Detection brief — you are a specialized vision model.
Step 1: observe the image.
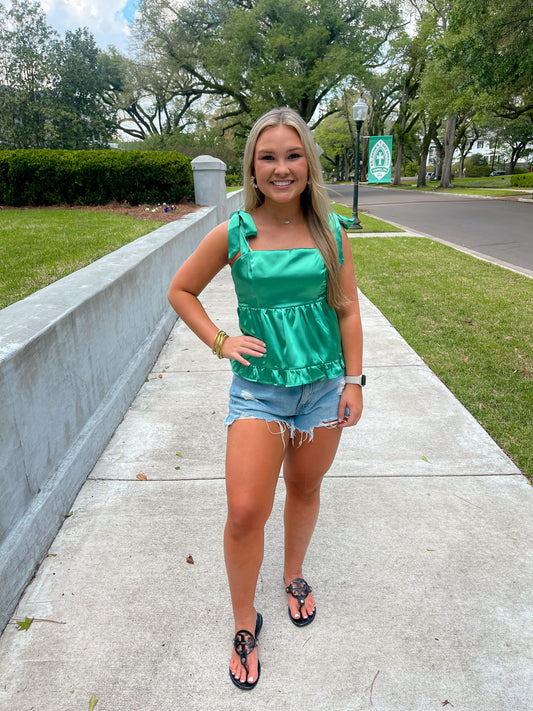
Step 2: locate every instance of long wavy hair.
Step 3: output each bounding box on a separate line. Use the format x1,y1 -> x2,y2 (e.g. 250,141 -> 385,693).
243,107 -> 346,309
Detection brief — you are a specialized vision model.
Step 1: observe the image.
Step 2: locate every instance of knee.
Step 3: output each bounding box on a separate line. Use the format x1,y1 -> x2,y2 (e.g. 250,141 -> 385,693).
285,475 -> 322,501
227,501 -> 270,538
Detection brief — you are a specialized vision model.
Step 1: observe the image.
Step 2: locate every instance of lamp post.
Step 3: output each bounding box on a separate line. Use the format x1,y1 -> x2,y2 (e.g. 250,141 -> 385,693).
352,97 -> 368,230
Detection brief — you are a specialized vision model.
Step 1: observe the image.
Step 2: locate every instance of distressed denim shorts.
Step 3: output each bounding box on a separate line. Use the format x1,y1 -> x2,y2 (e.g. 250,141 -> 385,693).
224,374 -> 344,441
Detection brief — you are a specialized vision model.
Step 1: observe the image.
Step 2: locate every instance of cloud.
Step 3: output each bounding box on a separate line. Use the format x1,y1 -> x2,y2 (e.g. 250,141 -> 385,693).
41,0 -> 138,52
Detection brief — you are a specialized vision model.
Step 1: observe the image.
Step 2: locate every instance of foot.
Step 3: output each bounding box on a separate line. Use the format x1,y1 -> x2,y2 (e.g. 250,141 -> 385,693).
229,611 -> 263,685
284,575 -> 316,627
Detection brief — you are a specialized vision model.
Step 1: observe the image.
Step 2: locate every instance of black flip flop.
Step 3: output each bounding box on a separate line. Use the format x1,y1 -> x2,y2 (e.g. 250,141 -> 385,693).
229,612 -> 263,691
285,578 -> 316,627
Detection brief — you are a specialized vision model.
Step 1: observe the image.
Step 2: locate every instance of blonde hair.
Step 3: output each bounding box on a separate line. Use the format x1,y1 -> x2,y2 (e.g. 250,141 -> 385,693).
243,107 -> 346,309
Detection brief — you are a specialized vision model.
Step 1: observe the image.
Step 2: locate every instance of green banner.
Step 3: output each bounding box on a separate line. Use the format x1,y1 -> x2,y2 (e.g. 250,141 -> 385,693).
368,136 -> 392,183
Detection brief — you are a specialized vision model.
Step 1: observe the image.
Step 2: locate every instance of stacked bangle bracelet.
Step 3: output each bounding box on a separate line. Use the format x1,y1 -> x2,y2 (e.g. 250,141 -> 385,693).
211,331 -> 228,358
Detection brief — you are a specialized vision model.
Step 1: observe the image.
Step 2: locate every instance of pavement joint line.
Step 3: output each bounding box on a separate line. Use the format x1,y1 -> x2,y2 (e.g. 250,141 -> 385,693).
88,472 -> 524,484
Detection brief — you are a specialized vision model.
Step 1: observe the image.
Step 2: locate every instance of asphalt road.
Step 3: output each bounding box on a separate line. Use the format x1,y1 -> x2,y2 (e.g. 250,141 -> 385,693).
328,184 -> 533,272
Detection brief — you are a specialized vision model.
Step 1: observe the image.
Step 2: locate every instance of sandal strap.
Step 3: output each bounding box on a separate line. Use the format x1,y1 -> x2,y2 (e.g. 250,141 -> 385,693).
285,578 -> 313,609
233,630 -> 257,673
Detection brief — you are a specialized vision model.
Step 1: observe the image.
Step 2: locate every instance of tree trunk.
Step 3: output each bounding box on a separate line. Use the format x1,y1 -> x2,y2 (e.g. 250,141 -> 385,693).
416,120 -> 437,188
439,114 -> 457,188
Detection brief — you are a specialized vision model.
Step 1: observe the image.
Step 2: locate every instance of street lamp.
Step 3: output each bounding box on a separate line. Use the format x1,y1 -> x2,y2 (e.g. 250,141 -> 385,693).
352,97 -> 368,230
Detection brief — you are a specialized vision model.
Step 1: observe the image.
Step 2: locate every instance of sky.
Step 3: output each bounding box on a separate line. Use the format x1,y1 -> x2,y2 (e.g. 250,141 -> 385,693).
40,0 -> 139,52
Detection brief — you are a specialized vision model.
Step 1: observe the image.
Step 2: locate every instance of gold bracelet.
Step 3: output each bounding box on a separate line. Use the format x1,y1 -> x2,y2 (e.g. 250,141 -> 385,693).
211,331 -> 228,358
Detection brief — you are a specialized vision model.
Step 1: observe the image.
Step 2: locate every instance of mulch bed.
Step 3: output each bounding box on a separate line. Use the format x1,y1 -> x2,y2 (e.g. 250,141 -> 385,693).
0,201 -> 199,222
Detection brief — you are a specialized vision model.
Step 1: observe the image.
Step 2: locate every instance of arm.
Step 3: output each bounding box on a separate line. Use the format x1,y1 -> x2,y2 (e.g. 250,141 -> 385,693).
168,222 -> 266,365
337,229 -> 363,427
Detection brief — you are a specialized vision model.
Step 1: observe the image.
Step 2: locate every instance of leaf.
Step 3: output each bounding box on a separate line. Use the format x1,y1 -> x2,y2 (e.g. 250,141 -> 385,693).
16,617 -> 33,630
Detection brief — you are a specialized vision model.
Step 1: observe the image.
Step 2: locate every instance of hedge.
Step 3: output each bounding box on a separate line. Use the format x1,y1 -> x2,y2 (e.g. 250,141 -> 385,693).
511,173 -> 533,188
0,149 -> 194,207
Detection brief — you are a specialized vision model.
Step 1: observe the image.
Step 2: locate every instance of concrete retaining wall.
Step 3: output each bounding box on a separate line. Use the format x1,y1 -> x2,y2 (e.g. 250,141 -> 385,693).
0,186 -> 242,631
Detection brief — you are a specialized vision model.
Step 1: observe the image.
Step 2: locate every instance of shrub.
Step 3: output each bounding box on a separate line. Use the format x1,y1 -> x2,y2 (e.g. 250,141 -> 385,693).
511,173 -> 533,188
226,173 -> 242,187
0,149 -> 193,207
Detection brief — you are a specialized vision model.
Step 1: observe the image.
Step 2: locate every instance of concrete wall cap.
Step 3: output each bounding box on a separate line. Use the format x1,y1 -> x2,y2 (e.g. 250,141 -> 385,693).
191,155 -> 226,171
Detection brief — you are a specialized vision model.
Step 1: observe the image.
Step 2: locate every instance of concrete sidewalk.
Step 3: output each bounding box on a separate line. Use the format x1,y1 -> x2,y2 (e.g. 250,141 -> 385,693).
0,270 -> 533,711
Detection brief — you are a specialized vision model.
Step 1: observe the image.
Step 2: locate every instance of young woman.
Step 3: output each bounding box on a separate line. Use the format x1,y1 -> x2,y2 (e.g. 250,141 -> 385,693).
168,108 -> 364,689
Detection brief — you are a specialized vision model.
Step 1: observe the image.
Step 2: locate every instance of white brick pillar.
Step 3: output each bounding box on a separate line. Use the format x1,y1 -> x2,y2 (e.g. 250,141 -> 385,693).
191,156 -> 228,222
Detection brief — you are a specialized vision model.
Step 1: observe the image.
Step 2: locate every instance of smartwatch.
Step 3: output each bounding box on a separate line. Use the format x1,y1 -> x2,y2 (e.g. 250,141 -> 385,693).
344,375 -> 366,387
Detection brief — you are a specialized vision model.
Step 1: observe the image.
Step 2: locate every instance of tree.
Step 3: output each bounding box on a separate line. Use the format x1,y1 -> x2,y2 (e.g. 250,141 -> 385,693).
0,0 -> 58,148
136,0 -> 400,131
493,114 -> 533,173
49,28 -> 116,149
0,0 -> 115,148
448,0 -> 533,118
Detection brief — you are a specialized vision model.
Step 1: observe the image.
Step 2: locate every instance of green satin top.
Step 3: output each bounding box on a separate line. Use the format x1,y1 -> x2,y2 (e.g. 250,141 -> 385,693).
228,210 -> 352,386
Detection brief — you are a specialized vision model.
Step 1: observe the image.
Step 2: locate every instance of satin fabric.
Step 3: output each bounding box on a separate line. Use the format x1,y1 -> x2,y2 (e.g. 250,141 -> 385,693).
228,210 -> 349,387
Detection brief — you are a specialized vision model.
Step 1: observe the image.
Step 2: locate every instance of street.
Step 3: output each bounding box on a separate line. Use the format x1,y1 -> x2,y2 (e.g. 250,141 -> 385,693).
327,184 -> 533,271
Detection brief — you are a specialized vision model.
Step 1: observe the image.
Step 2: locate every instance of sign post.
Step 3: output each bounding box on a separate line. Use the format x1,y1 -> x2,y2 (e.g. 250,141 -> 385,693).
368,136 -> 392,183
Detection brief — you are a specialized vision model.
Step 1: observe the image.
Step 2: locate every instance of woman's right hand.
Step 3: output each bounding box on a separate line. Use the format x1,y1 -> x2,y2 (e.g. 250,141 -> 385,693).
220,336 -> 266,365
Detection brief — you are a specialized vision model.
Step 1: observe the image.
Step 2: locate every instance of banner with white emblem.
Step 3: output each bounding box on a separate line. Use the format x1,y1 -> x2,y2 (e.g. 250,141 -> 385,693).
368,136 -> 392,183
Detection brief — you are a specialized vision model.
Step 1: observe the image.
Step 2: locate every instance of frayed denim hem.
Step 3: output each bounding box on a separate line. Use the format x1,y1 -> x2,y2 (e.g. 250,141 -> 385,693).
224,414 -> 339,448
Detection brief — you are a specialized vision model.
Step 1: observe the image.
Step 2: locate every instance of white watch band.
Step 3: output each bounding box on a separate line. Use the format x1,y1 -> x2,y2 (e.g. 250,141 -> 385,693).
344,375 -> 366,387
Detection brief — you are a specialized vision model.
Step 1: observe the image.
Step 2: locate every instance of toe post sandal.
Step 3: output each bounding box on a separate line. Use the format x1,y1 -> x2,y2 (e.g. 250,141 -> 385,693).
229,612 -> 263,691
285,578 -> 316,627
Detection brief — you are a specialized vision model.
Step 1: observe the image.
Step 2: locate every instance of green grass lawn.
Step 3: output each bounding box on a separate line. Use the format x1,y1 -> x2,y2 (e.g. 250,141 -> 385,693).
378,175 -> 533,197
0,209 -> 163,309
352,235 -> 533,481
332,203 -> 405,233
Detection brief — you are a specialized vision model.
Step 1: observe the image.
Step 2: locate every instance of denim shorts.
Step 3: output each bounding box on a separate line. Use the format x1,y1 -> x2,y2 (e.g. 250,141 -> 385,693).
224,374 -> 344,440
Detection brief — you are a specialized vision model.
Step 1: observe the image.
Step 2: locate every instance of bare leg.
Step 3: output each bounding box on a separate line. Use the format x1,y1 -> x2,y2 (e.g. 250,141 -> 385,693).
224,419 -> 287,683
283,427 -> 341,619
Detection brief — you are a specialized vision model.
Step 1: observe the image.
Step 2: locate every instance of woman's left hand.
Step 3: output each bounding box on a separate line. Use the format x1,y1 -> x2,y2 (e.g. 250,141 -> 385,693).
338,385 -> 363,427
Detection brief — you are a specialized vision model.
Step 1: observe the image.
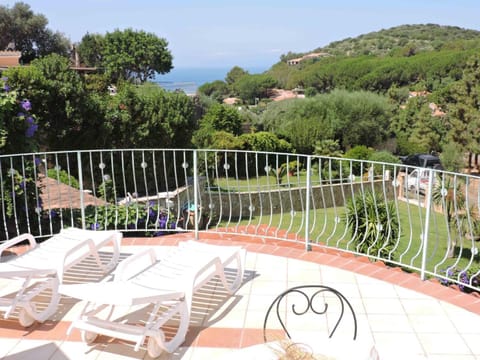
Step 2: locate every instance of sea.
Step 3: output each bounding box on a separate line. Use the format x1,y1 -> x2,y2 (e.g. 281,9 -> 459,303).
153,66 -> 268,95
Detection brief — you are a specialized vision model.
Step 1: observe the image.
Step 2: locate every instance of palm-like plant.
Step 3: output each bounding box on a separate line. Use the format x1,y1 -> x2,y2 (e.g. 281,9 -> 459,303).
345,191 -> 399,258
432,175 -> 466,257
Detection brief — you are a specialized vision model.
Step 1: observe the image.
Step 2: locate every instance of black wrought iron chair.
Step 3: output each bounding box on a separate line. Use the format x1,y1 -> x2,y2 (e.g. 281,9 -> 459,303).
263,285 -> 357,342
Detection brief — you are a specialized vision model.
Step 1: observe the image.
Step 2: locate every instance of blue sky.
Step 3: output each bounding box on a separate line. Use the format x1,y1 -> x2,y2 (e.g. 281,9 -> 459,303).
0,0 -> 480,69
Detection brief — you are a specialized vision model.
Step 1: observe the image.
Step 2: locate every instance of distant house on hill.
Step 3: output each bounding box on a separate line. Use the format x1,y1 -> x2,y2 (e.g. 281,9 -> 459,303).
287,53 -> 330,66
400,90 -> 446,116
0,50 -> 22,69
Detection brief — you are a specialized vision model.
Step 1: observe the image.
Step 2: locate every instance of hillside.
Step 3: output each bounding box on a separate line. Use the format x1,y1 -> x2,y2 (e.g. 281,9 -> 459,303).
313,24 -> 480,56
268,24 -> 480,93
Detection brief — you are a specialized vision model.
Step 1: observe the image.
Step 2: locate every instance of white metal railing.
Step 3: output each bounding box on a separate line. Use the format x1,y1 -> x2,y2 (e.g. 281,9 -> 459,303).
0,149 -> 480,290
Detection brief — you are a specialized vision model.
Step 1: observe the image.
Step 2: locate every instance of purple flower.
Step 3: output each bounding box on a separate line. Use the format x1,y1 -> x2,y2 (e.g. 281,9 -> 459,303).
158,218 -> 167,229
20,99 -> 32,111
25,124 -> 38,137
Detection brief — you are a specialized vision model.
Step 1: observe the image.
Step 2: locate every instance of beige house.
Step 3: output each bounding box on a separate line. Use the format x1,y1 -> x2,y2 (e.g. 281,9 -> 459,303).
0,50 -> 22,69
287,53 -> 330,66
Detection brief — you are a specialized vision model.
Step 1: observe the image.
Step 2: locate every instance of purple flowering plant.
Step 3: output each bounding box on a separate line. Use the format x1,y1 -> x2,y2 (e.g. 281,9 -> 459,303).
85,202 -> 177,236
0,77 -> 38,153
0,77 -> 38,223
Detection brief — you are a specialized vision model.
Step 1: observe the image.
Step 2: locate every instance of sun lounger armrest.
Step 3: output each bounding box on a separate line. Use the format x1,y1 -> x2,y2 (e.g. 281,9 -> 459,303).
113,248 -> 157,281
57,239 -> 97,283
0,234 -> 37,256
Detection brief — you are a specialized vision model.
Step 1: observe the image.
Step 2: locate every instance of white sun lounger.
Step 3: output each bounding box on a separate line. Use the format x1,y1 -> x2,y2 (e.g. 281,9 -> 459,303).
60,241 -> 246,358
0,228 -> 122,327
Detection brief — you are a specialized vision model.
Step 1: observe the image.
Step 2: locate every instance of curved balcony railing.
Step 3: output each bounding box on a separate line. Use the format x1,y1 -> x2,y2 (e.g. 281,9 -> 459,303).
0,149 -> 480,291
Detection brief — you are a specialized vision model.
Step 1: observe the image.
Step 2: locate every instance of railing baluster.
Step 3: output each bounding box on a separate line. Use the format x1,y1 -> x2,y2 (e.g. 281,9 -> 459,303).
77,151 -> 86,229
305,156 -> 312,251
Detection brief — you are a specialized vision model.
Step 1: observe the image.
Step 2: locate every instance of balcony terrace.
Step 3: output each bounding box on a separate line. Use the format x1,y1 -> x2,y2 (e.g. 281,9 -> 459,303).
0,149 -> 480,360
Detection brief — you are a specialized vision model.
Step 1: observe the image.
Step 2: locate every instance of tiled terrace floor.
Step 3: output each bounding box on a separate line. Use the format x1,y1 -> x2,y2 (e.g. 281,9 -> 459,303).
0,234 -> 480,360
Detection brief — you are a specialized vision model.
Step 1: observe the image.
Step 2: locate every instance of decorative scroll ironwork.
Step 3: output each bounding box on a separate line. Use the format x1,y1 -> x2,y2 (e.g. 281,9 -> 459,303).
263,285 -> 357,342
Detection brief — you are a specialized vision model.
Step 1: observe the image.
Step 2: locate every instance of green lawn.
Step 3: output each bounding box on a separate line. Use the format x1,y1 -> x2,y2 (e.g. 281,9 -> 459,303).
220,201 -> 476,278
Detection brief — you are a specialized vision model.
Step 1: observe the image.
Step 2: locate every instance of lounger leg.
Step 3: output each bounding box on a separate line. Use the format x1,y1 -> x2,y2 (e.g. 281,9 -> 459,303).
219,249 -> 245,295
105,233 -> 123,272
19,277 -> 60,327
147,300 -> 190,358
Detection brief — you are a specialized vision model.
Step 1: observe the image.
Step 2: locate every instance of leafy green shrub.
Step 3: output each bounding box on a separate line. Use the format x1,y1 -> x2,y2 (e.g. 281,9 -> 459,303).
343,145 -> 373,175
47,168 -> 80,189
85,202 -> 177,236
368,150 -> 401,175
345,191 -> 399,259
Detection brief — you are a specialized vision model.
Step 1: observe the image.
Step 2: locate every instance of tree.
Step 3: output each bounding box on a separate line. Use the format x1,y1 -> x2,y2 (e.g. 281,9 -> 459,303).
448,55 -> 480,167
225,66 -> 248,85
101,83 -> 196,148
101,29 -> 173,83
198,80 -> 230,102
0,2 -> 70,63
233,74 -> 277,104
4,54 -> 91,150
192,104 -> 242,149
77,33 -> 105,67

☆ ☆ ☆

**INSTRUCTION**
Pull out each line of the material above that contains the string "woman", and list those lines in full in their original order.

**OUTPUT FOR THIS EXERCISE**
Step 2: locate every instance of young woman.
Step 2: locate every instance of woman's right hand.
Step 2: locate every instance of woman's left hand.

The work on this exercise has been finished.